[A block of data]
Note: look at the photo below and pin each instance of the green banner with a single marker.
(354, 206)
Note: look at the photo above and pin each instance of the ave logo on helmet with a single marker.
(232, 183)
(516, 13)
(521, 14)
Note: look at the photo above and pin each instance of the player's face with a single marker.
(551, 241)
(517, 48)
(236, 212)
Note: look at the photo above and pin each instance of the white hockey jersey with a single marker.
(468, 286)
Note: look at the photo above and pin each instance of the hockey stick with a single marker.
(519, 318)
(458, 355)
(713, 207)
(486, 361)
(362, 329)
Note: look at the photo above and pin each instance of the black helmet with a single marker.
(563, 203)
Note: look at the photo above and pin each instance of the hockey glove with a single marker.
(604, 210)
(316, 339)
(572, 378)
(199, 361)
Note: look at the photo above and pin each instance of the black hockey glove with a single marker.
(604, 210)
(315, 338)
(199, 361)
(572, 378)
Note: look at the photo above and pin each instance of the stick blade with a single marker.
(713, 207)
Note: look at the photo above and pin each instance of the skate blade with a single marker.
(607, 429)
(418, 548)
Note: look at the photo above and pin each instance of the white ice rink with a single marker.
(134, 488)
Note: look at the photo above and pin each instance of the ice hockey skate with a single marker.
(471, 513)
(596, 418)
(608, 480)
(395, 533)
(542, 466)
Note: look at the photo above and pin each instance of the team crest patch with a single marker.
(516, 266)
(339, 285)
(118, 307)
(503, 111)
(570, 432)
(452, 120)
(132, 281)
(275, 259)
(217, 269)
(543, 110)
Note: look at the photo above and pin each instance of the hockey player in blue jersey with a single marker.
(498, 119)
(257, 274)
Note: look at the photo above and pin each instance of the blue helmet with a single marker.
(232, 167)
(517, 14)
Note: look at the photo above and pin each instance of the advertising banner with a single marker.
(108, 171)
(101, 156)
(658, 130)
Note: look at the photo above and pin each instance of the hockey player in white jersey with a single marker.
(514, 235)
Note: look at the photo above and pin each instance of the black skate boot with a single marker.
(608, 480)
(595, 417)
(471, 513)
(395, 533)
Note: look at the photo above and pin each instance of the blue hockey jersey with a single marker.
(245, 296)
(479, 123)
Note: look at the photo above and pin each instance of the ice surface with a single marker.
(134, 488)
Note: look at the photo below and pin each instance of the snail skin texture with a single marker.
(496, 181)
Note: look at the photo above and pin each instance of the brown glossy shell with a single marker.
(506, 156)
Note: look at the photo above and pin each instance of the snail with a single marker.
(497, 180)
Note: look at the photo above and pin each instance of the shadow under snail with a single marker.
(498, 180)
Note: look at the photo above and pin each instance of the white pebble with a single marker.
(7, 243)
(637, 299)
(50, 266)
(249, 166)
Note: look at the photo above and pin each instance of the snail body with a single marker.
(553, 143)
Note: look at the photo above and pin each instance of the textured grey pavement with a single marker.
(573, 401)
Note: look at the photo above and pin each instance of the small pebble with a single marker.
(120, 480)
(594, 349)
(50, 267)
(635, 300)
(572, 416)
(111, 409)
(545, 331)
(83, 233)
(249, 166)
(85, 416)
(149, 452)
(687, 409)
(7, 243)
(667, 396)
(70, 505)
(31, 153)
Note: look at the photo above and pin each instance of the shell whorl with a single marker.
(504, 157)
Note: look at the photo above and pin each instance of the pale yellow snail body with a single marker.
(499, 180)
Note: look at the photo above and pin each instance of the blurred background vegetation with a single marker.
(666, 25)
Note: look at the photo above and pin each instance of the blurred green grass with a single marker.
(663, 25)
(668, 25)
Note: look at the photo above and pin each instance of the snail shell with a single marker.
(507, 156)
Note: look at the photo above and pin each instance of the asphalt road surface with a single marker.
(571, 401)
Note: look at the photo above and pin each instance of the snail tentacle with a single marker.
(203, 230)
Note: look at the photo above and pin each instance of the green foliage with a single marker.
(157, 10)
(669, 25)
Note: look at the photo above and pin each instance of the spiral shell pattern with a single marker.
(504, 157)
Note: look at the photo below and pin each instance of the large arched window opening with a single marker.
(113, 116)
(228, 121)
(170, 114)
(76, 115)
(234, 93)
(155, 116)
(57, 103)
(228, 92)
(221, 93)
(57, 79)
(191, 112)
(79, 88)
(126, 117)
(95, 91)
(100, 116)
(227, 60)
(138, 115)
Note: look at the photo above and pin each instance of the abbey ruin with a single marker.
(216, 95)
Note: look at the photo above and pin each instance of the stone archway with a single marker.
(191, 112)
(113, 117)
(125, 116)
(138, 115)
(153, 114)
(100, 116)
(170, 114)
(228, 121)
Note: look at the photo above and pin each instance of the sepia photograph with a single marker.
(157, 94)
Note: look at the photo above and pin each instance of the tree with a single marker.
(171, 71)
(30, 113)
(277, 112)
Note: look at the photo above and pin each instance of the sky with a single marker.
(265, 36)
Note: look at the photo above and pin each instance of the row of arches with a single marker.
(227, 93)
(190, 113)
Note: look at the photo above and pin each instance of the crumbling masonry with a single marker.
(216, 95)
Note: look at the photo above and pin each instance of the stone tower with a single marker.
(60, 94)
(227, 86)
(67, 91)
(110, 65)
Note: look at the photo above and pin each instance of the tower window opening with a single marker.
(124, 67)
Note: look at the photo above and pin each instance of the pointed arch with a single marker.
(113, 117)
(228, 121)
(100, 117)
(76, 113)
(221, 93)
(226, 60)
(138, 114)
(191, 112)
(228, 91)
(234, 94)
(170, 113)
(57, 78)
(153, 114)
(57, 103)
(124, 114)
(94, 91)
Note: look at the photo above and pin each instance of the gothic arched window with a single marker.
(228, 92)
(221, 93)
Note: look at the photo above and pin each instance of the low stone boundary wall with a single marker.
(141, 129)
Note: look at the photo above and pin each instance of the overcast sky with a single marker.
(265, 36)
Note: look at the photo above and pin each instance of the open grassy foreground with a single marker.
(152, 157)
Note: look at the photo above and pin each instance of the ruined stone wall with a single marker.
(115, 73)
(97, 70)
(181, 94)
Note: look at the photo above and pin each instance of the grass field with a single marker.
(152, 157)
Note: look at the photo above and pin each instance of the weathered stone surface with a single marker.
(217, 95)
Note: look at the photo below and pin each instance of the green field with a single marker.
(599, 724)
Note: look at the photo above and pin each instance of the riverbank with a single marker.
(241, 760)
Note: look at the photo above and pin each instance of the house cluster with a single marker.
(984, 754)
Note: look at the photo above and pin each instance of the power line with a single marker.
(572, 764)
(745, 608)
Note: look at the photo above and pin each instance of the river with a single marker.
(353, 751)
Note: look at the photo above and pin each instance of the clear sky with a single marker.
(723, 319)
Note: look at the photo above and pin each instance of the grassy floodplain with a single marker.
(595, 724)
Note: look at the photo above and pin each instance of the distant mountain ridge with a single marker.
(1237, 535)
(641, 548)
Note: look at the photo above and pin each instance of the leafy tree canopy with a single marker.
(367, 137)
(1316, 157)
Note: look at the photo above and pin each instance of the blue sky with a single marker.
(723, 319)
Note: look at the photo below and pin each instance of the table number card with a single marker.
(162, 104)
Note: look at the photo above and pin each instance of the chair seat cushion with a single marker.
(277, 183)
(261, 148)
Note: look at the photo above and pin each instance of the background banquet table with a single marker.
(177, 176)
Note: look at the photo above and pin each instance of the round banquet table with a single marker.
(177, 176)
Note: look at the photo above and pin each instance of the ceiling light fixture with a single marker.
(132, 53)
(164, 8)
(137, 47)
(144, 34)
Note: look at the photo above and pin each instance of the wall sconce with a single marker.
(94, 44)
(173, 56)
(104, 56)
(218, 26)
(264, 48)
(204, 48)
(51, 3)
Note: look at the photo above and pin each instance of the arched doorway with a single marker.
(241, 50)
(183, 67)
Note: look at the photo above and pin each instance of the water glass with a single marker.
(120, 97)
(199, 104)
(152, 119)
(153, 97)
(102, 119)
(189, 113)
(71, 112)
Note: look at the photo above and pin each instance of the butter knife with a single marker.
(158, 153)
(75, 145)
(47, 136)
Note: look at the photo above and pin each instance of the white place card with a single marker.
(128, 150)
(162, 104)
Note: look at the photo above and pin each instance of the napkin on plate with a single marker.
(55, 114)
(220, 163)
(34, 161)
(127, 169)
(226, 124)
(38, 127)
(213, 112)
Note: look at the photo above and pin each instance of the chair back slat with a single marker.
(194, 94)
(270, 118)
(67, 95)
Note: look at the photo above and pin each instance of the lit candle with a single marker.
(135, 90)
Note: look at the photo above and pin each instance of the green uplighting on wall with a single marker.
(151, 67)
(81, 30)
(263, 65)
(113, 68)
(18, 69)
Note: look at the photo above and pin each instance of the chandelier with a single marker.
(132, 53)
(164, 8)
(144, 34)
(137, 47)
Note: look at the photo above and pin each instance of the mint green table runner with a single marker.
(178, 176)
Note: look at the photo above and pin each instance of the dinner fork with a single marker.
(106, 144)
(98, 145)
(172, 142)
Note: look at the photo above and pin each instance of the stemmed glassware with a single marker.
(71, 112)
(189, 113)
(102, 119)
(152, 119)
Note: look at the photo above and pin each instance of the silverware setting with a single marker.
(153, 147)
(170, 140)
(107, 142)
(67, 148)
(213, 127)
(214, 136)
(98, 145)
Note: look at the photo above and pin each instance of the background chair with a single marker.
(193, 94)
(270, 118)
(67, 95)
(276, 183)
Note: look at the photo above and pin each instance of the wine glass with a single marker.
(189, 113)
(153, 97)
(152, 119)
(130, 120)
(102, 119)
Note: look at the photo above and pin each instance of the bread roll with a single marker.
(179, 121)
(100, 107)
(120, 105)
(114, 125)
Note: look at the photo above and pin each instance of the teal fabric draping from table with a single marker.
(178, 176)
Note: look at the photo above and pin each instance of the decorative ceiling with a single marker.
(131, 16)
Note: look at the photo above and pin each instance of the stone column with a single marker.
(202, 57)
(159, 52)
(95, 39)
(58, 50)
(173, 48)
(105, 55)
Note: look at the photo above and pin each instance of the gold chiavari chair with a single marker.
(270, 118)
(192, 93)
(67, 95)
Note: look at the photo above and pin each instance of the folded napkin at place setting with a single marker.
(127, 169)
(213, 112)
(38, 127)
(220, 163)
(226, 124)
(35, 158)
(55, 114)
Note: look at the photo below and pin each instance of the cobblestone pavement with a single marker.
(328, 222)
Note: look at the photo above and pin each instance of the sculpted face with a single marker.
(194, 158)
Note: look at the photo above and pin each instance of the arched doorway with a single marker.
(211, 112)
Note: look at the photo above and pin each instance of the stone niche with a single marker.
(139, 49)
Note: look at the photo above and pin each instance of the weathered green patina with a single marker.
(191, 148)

● EXERCISE GOAL: Everything from the line containing "place setting with a single marker." through the last line of the records must be given again exactly; leave out all other lines.

● SOLUTION:
Note: look at the photo above and pin each instance of the folded napkin at place setting with a single marker.
(127, 169)
(213, 112)
(38, 127)
(220, 163)
(226, 124)
(35, 158)
(55, 114)
Note: look at the photo below and pin each instance of the cobblestone pavement with a single marker.
(328, 222)
Note: look at the photo above and pin each instance of the sculpted face with a single marker.
(194, 158)
Note: look at the photo above and pin each instance of the arched doorway with a single marker.
(211, 112)
Note: look at the photo above and pin each instance of the stone niche with a single marker.
(139, 49)
Note: look at the photo above and pin each instance of the weathered green patina with a single marker.
(191, 148)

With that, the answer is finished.